#### TO BE DONE
Collect every line of the records below that contains the string "rear", with case counting.
═════ EXTRACTED MATERIAL ═════
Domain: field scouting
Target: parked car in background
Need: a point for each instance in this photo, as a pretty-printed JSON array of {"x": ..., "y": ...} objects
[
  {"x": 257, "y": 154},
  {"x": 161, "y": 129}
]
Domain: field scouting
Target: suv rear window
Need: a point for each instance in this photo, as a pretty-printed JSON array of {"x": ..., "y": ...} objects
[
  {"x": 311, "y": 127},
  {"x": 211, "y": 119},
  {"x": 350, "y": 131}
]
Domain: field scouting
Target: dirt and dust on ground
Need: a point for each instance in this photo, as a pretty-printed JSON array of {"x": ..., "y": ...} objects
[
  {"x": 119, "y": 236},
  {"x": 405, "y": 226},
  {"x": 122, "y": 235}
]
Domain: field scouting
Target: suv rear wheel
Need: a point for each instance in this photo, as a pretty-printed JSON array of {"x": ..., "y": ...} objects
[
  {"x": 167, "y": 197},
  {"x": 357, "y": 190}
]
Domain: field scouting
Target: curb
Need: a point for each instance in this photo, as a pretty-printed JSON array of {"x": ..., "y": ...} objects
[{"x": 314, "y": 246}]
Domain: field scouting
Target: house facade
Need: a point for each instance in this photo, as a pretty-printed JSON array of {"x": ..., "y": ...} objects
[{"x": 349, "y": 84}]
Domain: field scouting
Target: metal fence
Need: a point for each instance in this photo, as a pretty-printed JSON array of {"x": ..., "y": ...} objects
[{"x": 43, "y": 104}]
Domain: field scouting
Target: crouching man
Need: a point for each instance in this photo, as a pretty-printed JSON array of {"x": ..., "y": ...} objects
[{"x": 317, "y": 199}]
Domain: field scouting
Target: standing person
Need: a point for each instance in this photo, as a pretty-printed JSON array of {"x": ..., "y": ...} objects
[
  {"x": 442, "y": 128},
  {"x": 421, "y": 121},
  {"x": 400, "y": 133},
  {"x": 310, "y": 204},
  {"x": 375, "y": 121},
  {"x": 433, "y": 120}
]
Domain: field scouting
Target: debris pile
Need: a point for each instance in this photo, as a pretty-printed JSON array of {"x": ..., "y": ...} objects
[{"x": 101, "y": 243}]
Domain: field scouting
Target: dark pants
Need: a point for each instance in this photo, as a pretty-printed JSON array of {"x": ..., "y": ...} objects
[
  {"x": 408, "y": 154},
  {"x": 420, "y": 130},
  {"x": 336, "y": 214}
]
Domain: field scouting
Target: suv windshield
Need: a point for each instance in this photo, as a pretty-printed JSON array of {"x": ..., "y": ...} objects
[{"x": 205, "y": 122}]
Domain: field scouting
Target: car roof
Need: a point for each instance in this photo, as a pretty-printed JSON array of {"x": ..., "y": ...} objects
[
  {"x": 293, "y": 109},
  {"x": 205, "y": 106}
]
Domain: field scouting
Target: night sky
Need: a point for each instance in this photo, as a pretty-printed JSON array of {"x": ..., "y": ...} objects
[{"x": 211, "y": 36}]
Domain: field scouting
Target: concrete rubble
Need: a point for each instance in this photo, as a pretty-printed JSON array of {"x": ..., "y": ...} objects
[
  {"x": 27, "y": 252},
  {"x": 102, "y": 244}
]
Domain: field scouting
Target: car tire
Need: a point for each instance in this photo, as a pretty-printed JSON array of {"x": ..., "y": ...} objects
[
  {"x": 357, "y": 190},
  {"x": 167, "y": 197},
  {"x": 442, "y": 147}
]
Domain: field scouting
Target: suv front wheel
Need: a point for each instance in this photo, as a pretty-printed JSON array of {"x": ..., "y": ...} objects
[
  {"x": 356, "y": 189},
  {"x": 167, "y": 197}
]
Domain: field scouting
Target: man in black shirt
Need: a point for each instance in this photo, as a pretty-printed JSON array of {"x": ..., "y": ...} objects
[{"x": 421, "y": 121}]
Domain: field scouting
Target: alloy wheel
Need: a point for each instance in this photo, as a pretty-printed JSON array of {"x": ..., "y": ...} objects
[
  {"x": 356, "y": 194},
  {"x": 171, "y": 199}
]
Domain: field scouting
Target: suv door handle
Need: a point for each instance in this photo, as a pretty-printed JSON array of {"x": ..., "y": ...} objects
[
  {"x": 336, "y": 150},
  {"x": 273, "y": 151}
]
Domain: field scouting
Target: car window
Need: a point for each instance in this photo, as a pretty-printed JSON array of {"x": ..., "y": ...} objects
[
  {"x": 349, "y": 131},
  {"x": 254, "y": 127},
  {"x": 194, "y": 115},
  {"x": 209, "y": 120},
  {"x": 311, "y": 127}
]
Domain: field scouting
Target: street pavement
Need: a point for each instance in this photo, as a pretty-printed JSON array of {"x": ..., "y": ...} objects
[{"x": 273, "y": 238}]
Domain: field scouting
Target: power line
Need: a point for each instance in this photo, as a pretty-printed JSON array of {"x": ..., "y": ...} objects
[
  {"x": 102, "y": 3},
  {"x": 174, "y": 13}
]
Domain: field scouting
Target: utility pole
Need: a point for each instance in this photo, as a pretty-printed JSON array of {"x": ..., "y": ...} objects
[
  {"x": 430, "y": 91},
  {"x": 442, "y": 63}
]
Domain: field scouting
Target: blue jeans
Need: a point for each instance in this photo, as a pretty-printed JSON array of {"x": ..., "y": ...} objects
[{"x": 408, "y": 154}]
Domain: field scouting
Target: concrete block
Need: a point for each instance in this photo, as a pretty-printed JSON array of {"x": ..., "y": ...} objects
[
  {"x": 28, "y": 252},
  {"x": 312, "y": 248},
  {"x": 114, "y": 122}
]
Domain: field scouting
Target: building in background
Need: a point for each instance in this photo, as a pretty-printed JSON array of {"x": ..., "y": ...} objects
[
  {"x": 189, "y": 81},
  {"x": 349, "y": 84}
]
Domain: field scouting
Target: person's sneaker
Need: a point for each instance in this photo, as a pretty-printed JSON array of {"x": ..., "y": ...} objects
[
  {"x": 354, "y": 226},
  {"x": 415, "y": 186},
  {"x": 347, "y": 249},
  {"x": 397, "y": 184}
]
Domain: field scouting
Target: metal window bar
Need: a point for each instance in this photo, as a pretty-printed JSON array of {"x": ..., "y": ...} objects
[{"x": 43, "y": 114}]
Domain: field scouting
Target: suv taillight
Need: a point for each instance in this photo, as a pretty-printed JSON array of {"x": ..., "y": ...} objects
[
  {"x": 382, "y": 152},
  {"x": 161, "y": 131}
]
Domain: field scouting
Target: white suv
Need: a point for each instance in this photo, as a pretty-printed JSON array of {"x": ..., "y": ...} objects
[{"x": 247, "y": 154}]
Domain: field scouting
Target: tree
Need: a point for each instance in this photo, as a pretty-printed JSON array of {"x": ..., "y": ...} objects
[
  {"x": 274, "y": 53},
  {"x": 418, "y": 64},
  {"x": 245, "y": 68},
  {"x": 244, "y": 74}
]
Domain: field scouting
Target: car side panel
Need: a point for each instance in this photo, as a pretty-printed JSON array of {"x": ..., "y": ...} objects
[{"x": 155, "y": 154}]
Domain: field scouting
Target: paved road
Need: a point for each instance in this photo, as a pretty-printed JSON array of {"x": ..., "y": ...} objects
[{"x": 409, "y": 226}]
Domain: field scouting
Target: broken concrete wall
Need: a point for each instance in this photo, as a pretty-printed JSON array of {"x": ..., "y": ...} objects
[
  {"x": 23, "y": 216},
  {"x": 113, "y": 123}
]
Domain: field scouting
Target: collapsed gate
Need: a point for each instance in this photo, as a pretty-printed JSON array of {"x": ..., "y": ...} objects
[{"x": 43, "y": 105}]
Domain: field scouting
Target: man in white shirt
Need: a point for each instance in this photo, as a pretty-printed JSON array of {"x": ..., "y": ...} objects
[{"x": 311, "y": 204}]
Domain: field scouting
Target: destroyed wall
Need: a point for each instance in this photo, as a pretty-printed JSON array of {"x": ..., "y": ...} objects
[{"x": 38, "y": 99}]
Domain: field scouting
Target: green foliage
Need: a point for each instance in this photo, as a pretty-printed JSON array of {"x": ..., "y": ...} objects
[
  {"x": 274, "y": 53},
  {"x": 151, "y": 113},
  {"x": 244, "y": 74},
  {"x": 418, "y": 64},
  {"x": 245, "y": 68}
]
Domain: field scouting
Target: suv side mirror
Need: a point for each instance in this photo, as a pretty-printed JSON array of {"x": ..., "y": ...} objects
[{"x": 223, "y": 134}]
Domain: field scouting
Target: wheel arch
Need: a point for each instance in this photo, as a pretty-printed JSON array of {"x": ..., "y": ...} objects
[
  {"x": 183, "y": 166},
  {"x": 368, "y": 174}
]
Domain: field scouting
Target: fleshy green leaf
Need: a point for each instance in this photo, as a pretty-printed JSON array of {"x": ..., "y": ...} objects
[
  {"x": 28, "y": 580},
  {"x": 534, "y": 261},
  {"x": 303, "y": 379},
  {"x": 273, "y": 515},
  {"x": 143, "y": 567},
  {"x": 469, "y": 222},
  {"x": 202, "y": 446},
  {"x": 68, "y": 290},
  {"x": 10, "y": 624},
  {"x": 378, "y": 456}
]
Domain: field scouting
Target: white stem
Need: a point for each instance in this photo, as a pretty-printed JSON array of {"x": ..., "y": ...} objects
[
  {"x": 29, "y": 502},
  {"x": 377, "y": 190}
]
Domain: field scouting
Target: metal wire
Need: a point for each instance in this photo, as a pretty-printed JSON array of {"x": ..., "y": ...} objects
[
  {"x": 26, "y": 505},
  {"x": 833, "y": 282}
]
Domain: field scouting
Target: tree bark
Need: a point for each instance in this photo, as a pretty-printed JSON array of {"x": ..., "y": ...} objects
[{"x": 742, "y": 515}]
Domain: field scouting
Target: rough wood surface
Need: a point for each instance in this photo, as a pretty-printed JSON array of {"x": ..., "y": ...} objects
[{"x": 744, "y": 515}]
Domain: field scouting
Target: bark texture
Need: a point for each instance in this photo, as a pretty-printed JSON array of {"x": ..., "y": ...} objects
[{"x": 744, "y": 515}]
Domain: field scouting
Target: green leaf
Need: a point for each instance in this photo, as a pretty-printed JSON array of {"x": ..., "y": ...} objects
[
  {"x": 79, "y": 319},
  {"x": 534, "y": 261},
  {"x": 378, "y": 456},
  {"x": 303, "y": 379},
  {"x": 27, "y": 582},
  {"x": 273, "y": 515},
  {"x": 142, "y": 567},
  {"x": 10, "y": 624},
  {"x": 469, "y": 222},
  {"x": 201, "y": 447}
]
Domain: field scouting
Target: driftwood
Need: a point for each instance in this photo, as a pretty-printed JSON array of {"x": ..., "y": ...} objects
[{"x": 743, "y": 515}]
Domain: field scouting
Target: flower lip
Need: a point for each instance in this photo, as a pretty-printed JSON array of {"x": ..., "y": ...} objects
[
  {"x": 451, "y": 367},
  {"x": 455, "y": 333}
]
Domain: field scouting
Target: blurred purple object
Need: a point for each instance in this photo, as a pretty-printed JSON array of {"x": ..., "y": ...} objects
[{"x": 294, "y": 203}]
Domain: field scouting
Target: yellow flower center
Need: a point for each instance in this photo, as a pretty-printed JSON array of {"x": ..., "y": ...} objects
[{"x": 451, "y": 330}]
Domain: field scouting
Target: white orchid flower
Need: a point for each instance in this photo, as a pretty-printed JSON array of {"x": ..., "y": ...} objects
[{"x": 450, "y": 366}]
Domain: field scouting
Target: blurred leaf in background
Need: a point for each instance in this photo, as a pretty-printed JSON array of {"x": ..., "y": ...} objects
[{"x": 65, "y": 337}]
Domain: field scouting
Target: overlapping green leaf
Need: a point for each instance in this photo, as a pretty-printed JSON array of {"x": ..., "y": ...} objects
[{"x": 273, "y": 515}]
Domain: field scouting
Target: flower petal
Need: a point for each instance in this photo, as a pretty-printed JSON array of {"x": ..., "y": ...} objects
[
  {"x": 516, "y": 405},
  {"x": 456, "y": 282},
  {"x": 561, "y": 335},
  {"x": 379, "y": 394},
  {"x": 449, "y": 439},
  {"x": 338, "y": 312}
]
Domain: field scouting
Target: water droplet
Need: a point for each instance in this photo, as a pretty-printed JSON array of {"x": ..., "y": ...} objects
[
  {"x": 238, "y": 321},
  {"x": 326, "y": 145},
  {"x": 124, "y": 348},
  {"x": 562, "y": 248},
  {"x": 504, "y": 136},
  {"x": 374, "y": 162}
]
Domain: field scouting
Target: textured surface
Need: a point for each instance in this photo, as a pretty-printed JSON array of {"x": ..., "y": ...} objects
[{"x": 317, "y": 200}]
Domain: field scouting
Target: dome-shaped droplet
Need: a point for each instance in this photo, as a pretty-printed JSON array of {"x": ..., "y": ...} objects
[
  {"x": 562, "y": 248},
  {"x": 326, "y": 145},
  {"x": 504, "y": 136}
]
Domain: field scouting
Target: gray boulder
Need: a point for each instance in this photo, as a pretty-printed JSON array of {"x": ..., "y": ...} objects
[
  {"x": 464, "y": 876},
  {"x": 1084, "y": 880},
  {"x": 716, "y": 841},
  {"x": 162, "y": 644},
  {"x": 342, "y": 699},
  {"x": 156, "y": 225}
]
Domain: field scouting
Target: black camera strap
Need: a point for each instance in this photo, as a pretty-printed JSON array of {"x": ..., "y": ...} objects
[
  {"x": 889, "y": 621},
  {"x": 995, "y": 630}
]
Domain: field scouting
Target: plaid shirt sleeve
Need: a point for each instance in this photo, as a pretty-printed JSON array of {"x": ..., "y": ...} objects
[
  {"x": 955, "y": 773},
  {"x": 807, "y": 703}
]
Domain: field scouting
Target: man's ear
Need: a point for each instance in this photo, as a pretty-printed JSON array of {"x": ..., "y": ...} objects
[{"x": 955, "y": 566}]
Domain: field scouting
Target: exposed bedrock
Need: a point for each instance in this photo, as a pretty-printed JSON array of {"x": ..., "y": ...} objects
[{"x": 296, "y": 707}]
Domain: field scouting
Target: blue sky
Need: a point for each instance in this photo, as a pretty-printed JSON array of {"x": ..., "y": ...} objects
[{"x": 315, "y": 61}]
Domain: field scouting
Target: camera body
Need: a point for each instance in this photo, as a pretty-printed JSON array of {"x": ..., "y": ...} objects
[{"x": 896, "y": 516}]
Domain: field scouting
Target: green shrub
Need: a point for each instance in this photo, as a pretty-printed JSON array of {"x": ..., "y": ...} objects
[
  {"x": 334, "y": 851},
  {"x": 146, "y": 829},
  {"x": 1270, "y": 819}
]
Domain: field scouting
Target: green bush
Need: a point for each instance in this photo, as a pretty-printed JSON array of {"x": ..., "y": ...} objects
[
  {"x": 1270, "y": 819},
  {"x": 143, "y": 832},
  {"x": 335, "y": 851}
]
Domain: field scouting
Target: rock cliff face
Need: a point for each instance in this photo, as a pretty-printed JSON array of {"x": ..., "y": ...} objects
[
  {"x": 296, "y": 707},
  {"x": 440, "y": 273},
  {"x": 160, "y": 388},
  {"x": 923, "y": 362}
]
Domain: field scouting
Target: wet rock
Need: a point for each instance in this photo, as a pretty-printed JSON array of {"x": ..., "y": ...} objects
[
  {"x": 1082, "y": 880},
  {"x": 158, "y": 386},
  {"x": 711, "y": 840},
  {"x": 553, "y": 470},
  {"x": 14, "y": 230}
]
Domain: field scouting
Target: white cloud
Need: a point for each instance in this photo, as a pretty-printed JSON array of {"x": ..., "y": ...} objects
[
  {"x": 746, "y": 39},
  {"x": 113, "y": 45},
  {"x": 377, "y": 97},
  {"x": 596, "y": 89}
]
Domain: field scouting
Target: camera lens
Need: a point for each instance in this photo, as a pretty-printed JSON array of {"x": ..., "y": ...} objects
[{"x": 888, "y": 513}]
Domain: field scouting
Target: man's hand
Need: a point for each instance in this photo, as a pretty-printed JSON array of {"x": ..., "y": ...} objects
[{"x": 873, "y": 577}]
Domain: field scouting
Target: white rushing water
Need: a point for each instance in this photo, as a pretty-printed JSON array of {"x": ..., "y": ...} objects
═════
#### EXERCISE RESPONSE
Target: suv rear window
Target: suv rear wheel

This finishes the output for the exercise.